What the task asks:
Please restate each entry that follows word for word.

Saved entries:

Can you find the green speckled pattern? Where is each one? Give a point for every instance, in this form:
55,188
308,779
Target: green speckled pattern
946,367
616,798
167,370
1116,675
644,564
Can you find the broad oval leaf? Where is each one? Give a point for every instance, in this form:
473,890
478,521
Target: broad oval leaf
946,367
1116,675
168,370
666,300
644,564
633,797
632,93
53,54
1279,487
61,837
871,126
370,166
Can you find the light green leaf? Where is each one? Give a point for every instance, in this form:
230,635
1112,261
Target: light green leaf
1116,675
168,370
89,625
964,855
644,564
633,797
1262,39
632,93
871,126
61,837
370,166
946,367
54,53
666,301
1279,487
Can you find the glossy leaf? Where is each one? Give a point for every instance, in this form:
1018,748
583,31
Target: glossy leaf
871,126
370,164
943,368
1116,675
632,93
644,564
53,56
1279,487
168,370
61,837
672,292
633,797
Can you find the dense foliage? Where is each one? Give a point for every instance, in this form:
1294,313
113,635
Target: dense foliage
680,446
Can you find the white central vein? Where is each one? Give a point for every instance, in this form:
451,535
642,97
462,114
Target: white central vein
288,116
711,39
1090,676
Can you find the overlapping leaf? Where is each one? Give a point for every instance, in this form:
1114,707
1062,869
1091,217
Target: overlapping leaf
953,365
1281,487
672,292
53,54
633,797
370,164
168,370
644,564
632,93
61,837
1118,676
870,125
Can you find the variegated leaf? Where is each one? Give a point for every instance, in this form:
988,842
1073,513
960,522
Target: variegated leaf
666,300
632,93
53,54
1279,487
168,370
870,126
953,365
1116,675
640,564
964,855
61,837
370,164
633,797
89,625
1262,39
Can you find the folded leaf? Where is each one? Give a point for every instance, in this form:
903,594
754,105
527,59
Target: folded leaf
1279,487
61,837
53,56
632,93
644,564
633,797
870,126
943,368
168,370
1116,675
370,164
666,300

Exercise answer:
Can you find the green speckled pattern? Where is each one? Give a point for every instance, in this form:
55,188
308,779
Target: green speckled pattern
946,367
616,798
167,370
1116,675
644,564
Can you find the broad oval leaf? Where is each one? Give a point for every instance, in this form:
473,890
478,521
Target: broad oval leaf
946,367
1116,675
168,370
666,300
644,564
633,797
632,93
53,54
1279,487
61,837
871,126
370,166
Can you find the light green leaf? Where is each one? Give a point for every instance, in this form:
230,635
1112,261
Target: light green leaf
1116,675
168,370
89,625
964,855
644,564
633,797
1262,39
632,93
871,126
61,837
370,166
946,367
54,53
666,301
1279,487
Can you find the glossy leaf? Where is each one? Give a point for every instance, in this form:
1018,748
583,31
Target: glossy leaf
871,126
370,164
943,368
1116,675
632,93
644,564
53,56
1279,487
168,370
61,837
672,292
633,797
Can you find the dense foliage? Where is each one? Give a point for every instance, in this form:
1294,313
113,635
Target: dense foliage
680,446
Can you find the white central vein? Where is each one? Give a point for every instance, in this form:
451,535
642,97
462,114
Target: white central vein
288,116
711,39
1090,676
Can you find the overlapping leaf? Where is each one? Give a point for every instance, in this form:
1114,707
1062,869
1091,217
Target: overlapping leaf
953,365
1281,487
672,292
53,54
633,797
370,164
168,370
644,564
632,93
61,837
1118,676
870,125
Can you find the variegated leaf? Where is each one? Give a point for every instance, in this form:
988,842
1073,513
960,522
Target: variegated leaf
666,300
632,93
53,54
1279,487
168,370
870,126
953,365
1116,675
640,564
964,855
61,837
370,164
633,797
89,625
1262,39
Can you find the folded leaf? Where is each one? Give a point for every instance, in this form:
903,594
754,105
527,59
Target: folded leaf
1279,487
61,837
53,56
632,93
644,564
633,797
870,126
943,368
168,370
1116,675
370,164
666,300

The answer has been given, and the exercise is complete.